== Direction ==
Print the material below line for line, without changing anything. Leave the pictures out of your answer.

──────── Material for this exercise ────────

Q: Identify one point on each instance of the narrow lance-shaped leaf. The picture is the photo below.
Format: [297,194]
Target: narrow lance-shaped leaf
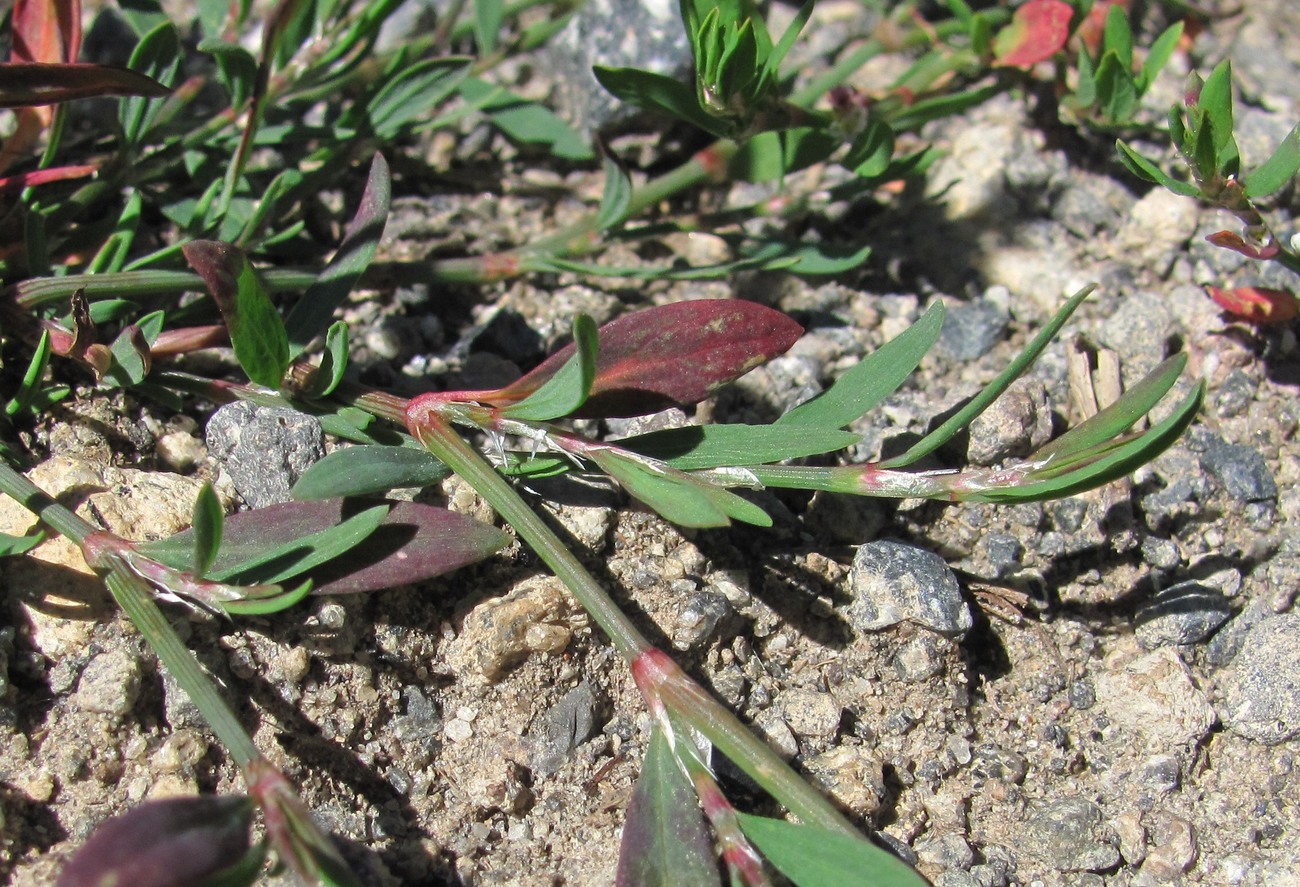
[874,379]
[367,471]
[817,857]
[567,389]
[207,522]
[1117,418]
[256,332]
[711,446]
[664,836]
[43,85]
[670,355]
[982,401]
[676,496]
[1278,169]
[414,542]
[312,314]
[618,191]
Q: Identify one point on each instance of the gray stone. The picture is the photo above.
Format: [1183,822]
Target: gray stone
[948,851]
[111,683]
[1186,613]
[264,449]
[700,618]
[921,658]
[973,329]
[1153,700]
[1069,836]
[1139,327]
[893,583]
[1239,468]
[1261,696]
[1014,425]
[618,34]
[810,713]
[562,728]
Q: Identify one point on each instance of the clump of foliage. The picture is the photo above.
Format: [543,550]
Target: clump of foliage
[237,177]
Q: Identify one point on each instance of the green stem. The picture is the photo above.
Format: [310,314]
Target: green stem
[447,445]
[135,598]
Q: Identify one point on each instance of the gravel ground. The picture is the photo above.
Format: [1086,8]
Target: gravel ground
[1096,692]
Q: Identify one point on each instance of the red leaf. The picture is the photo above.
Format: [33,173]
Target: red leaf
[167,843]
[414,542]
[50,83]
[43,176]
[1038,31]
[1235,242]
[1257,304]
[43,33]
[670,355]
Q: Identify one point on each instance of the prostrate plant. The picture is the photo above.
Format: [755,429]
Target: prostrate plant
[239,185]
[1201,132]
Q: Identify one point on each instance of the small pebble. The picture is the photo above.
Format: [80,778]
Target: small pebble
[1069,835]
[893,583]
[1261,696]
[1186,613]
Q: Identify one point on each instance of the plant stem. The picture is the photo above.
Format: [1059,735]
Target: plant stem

────────

== The answer ==
Q: Identify one point on each instance of the narrow lance-shaped leaf. The picture is the photo below.
Format: [297,194]
Target: narrow lance-shaped leaf
[874,379]
[367,471]
[817,857]
[567,389]
[207,522]
[1117,418]
[256,332]
[711,446]
[664,836]
[43,85]
[670,355]
[982,401]
[676,496]
[1278,169]
[414,542]
[312,314]
[618,191]
Q: Identify one point on each instance of the gray stone. The picture is the photo above.
Format: [1183,822]
Target: gray stone
[948,851]
[111,683]
[1186,613]
[264,449]
[700,618]
[921,658]
[973,329]
[1153,700]
[1069,836]
[1139,327]
[893,583]
[1239,468]
[1261,696]
[1014,425]
[618,34]
[810,713]
[562,728]
Q: Identify one point on each instance of the clump of foliage. The picture is the photo above.
Format: [543,550]
Target: clump of foliage
[237,177]
Q: Identify one point on each instance of the green stem. The picture is the photo above.
Format: [310,314]
Target: green stem
[447,445]
[135,598]
Q: Identify one point on each instance of the gravel ground. The picture is the photo above.
Format: [1086,8]
Target: gravel ground
[1096,692]
Q: Identify one point on each instance of the red leaf. The picture is the photo above.
Format: [33,173]
Target: red leaf
[167,843]
[414,542]
[50,83]
[43,176]
[1038,31]
[1235,242]
[1257,304]
[43,33]
[670,355]
Q: Identify one point on each instance of the prostrate plant. The picture is the photo above.
Format: [755,429]
Target: prostrate plant
[239,185]
[1201,132]
Q: Identify one point on each instance of the small pebble. The picture is the photo above.
Format: [80,778]
Target: small pebble
[1069,835]
[893,583]
[1261,696]
[1186,613]
Q: Identify one point on each instance of the plant stem. The picture is the photo above.
Format: [1059,735]
Target: plant stem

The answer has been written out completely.